Texto fornecido:
Algumas dessas perguntas foram respondidas nas leituras do compêndio escrito por ele no "Liberté I: Négritude e Humanisme" de 1964, obra fundamental para entendermos algumas das facetas do pensamento desse jovem Senghor. O Movimento de Négritude, as influências intelectuais desse pensador e sua percepção da colonização e cultura francesas aparecem de maneira magistral nesse conjunto de ensaios nos quais busquei ressaltar algumas das suas ideias principais. O recorte escolhido foi de 1920 até 1945, enfocando um pouco dos dados das biografias históricas de Senghor voltados à sua formação intelectual até a penetração no universo da Négritude. O papel político de Senghor apareceria somente em pesquisas mais adiantadas, mas aqui foi preciso ressaltar a ambiguidade e o desejo de acomodação de Senghor diante das imposições do colonialismo francês.

O que fazer: Por favor, prossiga o texto sobre Senghor e a Négritude a partir da sua última frase. As entradas abaixo são um material à parte, sem relação com o texto.

Dados fornecidos:

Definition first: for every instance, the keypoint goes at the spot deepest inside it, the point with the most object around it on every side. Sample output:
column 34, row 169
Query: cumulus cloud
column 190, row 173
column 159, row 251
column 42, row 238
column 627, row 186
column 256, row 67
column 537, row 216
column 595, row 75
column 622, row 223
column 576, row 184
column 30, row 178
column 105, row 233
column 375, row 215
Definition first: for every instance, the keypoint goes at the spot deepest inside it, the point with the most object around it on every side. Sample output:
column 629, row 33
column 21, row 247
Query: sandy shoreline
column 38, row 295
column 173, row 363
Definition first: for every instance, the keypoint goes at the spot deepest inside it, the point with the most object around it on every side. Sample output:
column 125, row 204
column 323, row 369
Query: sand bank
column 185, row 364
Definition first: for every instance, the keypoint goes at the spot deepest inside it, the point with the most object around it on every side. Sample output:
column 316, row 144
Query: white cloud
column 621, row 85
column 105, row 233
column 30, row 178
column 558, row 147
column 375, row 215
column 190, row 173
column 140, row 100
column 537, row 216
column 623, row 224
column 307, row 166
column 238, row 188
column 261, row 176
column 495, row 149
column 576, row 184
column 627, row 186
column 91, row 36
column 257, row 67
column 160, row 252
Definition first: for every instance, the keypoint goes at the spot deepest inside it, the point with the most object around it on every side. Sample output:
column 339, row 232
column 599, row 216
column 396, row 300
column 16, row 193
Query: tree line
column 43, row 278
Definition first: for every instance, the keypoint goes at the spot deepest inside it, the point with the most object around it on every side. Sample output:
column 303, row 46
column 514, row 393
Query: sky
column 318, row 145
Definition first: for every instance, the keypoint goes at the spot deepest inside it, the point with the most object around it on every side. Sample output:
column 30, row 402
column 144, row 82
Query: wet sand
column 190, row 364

Resposta final:
De certo modo, a posição de Senghor foi privilegiada, pois a partir de 1920 já havia produções literárias e artísticas importantes que compõem alguns traços de uma intelectualidade negra preocupada com sua identidade e com a legitimidade da sua expressão cultural.¹ As primeiras décadas do século XX foram de fundamental importância na exposição e na reivindicação da humanidade do negro que ganhava espaço nos meios artísticos e literários dos Estados Unidos e de Paris, principalmente.² Por isso, estamos enfocando não só as influências para o Movimento de Négritude, mas ainda as condições históricas que possibilitaram a sua proliferação no mundo inteiro.
A partir disto surgiu a escolha pela análise histórica da vida e obra de Léopold Sedar Senghor, que é importante não só por seu destaque no meio intelectual, mas porque ele se projetou e representou a Négritude como movimento cultural importante nas décadas de 30 e 40. Além de estabelecer o diálogo entre autores franceses, antilhanos, africanos e norte-americanos, Senghor pode ser considerado um dos maiores ícones da língua e cultura franco-africanas da atualidade, sendo considerado o principal idealizador da Francofonia.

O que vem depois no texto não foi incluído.